• **REQUIRED TASK**
Repeat each record exactly. Any picture gets left out.

• **EXTRACTED MATERIAL**
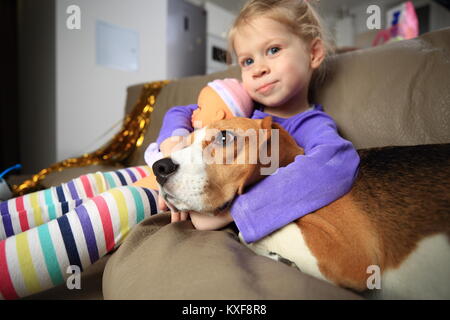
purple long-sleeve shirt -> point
(322, 175)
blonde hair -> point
(299, 16)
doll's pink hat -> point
(234, 95)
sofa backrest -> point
(394, 94)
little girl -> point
(279, 44)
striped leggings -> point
(45, 234)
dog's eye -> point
(224, 137)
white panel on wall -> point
(116, 47)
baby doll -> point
(220, 99)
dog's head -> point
(219, 161)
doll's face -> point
(211, 108)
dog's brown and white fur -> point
(396, 217)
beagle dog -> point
(389, 237)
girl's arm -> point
(176, 122)
(325, 173)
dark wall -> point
(9, 110)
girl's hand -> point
(205, 222)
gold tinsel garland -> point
(117, 150)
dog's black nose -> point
(163, 169)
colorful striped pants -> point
(46, 234)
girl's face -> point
(275, 64)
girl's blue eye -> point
(273, 50)
(247, 62)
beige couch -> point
(396, 94)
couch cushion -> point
(160, 260)
(395, 94)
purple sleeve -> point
(177, 121)
(325, 173)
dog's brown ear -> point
(252, 175)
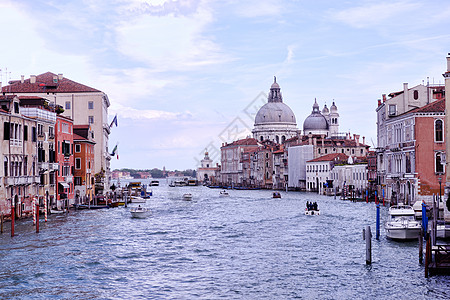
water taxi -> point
(401, 224)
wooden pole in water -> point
(367, 235)
(421, 246)
(12, 218)
(37, 217)
(33, 210)
(378, 222)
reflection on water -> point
(248, 245)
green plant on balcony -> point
(99, 176)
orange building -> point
(84, 163)
(65, 159)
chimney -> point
(405, 97)
(448, 63)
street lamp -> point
(440, 184)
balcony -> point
(43, 165)
(53, 166)
(18, 180)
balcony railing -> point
(18, 180)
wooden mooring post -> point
(367, 236)
(421, 246)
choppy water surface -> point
(246, 246)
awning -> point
(64, 185)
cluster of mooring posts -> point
(437, 254)
(35, 212)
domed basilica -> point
(276, 122)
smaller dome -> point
(274, 84)
(333, 107)
(315, 121)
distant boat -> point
(224, 194)
(401, 224)
(57, 211)
(140, 212)
(312, 212)
(136, 199)
(187, 196)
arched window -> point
(438, 131)
(439, 165)
(5, 165)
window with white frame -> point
(438, 131)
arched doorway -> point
(16, 206)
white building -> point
(350, 175)
(318, 170)
(275, 121)
(206, 171)
(297, 158)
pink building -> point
(65, 159)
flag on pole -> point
(114, 150)
(114, 121)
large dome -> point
(275, 112)
(315, 121)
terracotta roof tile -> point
(330, 157)
(44, 83)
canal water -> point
(246, 246)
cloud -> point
(372, 15)
(257, 9)
(170, 41)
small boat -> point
(140, 212)
(314, 212)
(401, 224)
(137, 199)
(224, 194)
(442, 230)
(57, 211)
(87, 206)
(187, 196)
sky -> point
(186, 76)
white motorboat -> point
(137, 199)
(140, 212)
(401, 224)
(443, 231)
(312, 212)
(224, 194)
(187, 196)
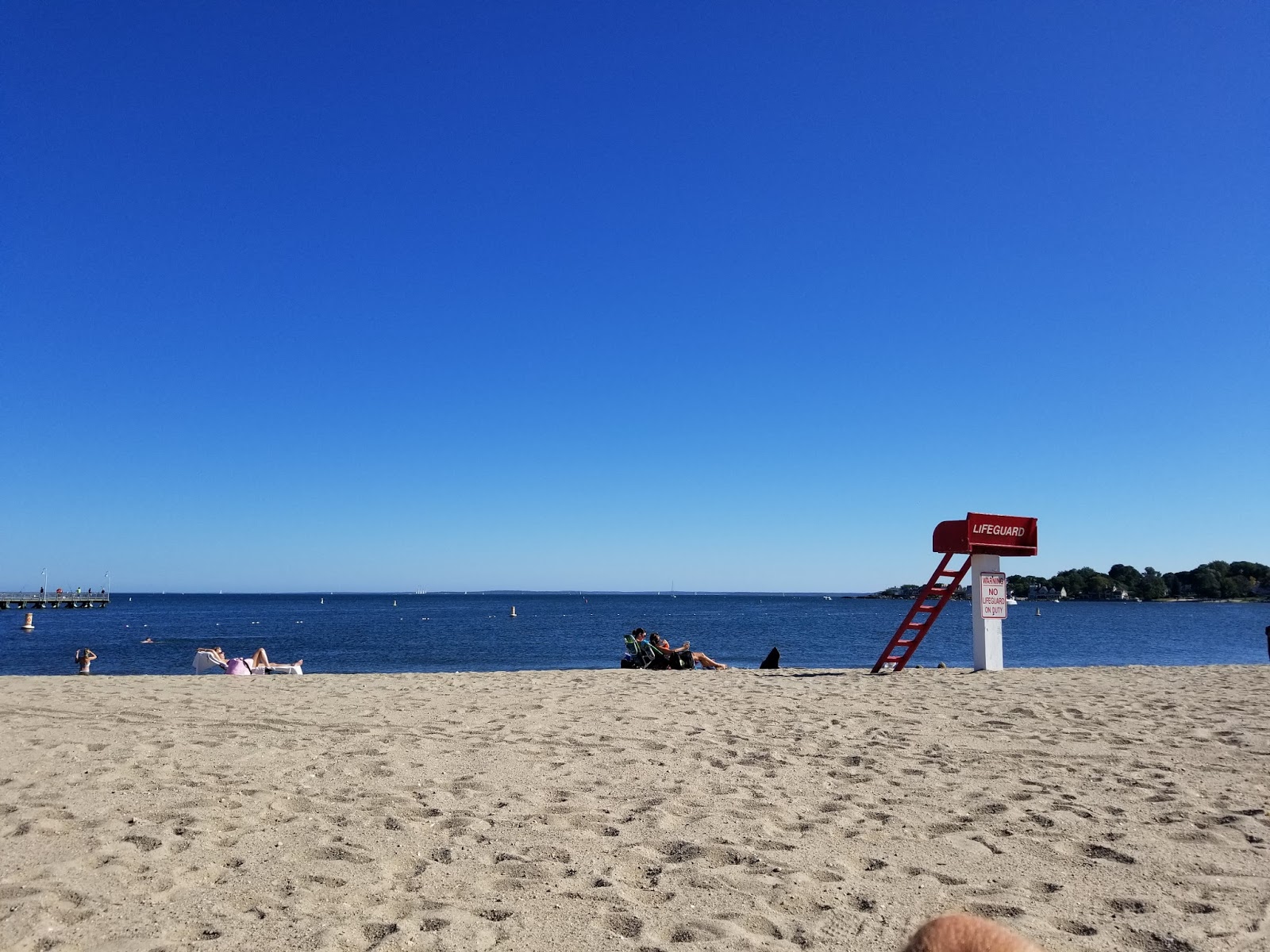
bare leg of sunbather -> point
(967, 933)
(706, 662)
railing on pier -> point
(55, 600)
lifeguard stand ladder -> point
(978, 535)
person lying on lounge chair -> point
(262, 660)
(698, 657)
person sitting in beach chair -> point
(638, 651)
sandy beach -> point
(1089, 809)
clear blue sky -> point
(607, 296)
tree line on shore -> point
(1210, 581)
(1216, 579)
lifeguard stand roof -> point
(982, 533)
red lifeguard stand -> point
(982, 539)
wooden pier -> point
(59, 600)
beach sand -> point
(1087, 809)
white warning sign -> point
(992, 594)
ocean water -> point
(355, 634)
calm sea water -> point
(353, 634)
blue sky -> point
(597, 296)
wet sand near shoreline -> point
(1089, 809)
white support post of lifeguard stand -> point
(988, 653)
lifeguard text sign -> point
(992, 602)
(984, 530)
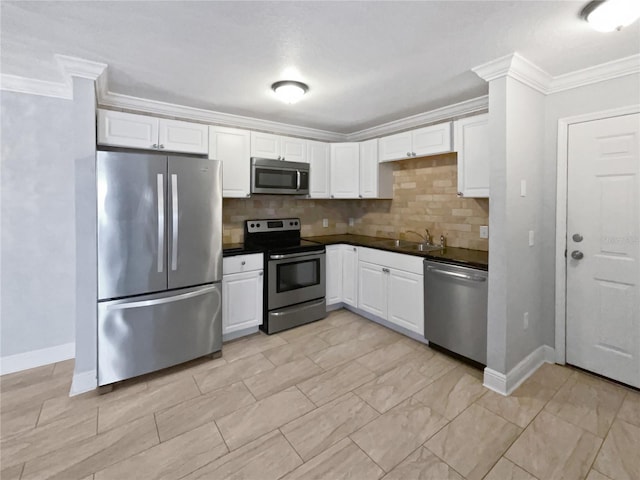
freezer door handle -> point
(174, 223)
(473, 278)
(160, 193)
(160, 301)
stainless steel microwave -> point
(279, 177)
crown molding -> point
(79, 67)
(14, 83)
(117, 100)
(516, 66)
(457, 110)
(598, 73)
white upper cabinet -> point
(345, 170)
(320, 167)
(278, 147)
(376, 181)
(430, 140)
(472, 145)
(178, 136)
(121, 129)
(231, 146)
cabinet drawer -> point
(398, 261)
(242, 263)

• **WRITTEN REPLY**
purple long-sleeve shirt -> point
(322, 175)
blonde hair -> point
(299, 16)
doll's pink hat -> point
(234, 95)
sofa backrest -> point
(394, 94)
little girl -> point
(279, 44)
striped leggings -> point
(45, 234)
dog's eye -> point
(224, 137)
white panel on wall -> point
(116, 47)
baby doll -> point
(220, 99)
dog's head -> point
(219, 161)
doll's face -> point
(211, 108)
dog's brown and white fur -> point
(396, 217)
beagle dog -> point
(389, 237)
girl's arm -> point
(176, 122)
(325, 173)
dark wall -> point
(9, 110)
girl's hand -> point
(205, 222)
gold tinsel garland -> point
(117, 150)
dog's black nose -> point
(163, 169)
colorful striped pants -> point
(46, 234)
girl's face -> point
(275, 64)
girl's blue eye -> point
(273, 50)
(247, 62)
beige couch -> point
(396, 94)
couch cushion -> point
(160, 260)
(395, 94)
purple sleeve -> point
(177, 121)
(325, 173)
dog's brown ear -> point
(252, 175)
water taxi -> point
(401, 224)
wooden pole in water -> point
(367, 235)
(421, 246)
(12, 218)
(37, 217)
(33, 210)
(378, 222)
reflection on water -> point
(248, 245)
green plant on balcony -> point
(99, 176)
orange building -> point
(84, 163)
(65, 159)
chimney -> point
(405, 97)
(448, 63)
street lamp -> point
(440, 184)
balcony -> point
(43, 165)
(53, 166)
(18, 180)
balcony railing -> point
(18, 180)
wooden mooring post -> point
(367, 236)
(421, 246)
choppy water surface -> point
(246, 246)
awning -> point
(64, 185)
cluster of mooring posts -> point
(437, 254)
(35, 212)
domed basilica -> point
(276, 122)
smaller dome -> point
(274, 84)
(333, 107)
(315, 121)
distant boat -> point
(224, 194)
(401, 224)
(57, 211)
(140, 212)
(312, 212)
(136, 199)
(187, 196)
arched window -> point
(438, 131)
(439, 165)
(5, 165)
window with white frame -> point
(438, 131)
arched doorway -> point
(16, 206)
white building -> point
(350, 175)
(318, 170)
(275, 121)
(206, 171)
(297, 158)
pink building -> point
(65, 159)
flag on pole -> point
(114, 150)
(114, 121)
large dome -> point
(275, 112)
(315, 121)
terracotta roof tile -> point
(330, 157)
(44, 83)
canal water -> point
(246, 246)
cloud -> point
(372, 15)
(257, 9)
(170, 41)
small boat -> point
(140, 212)
(314, 212)
(401, 224)
(137, 199)
(224, 194)
(442, 230)
(57, 211)
(87, 206)
(187, 196)
sky -> point
(186, 76)
white motorboat -> point
(137, 199)
(140, 212)
(401, 224)
(443, 231)
(312, 212)
(224, 194)
(187, 196)
bare leg of sunbather -> point
(967, 933)
(706, 662)
railing on pier -> point
(55, 600)
lifeguard stand ladder -> point
(978, 535)
person lying on lounge chair -> point
(262, 660)
(698, 657)
person sitting in beach chair -> point
(638, 651)
sandy beach -> point
(1089, 809)
clear blue sky -> point
(607, 296)
tree line on shore -> point
(1210, 581)
(1216, 579)
lifeguard stand roof -> point
(982, 533)
red lifeguard stand -> point
(982, 539)
wooden pier -> point
(59, 600)
beach sand -> point
(1087, 809)
white warning sign -> point
(992, 594)
ocean water -> point
(355, 634)
calm sea water -> point
(353, 634)
blue sky -> point
(597, 296)
wet sand near shoreline -> point
(1089, 809)
white support post of lifeguard stand -> point
(988, 653)
lifeguard text sign -> point
(992, 602)
(984, 530)
freezer door handle -> point
(174, 223)
(473, 278)
(160, 193)
(160, 301)
stainless steel microwave -> point
(279, 177)
crown molding -> point
(79, 67)
(14, 83)
(117, 100)
(516, 66)
(457, 110)
(598, 73)
white upper cabinet -> point
(345, 170)
(320, 167)
(278, 147)
(376, 181)
(430, 140)
(472, 145)
(178, 136)
(121, 129)
(231, 146)
cabinet drawer -> point
(398, 261)
(242, 263)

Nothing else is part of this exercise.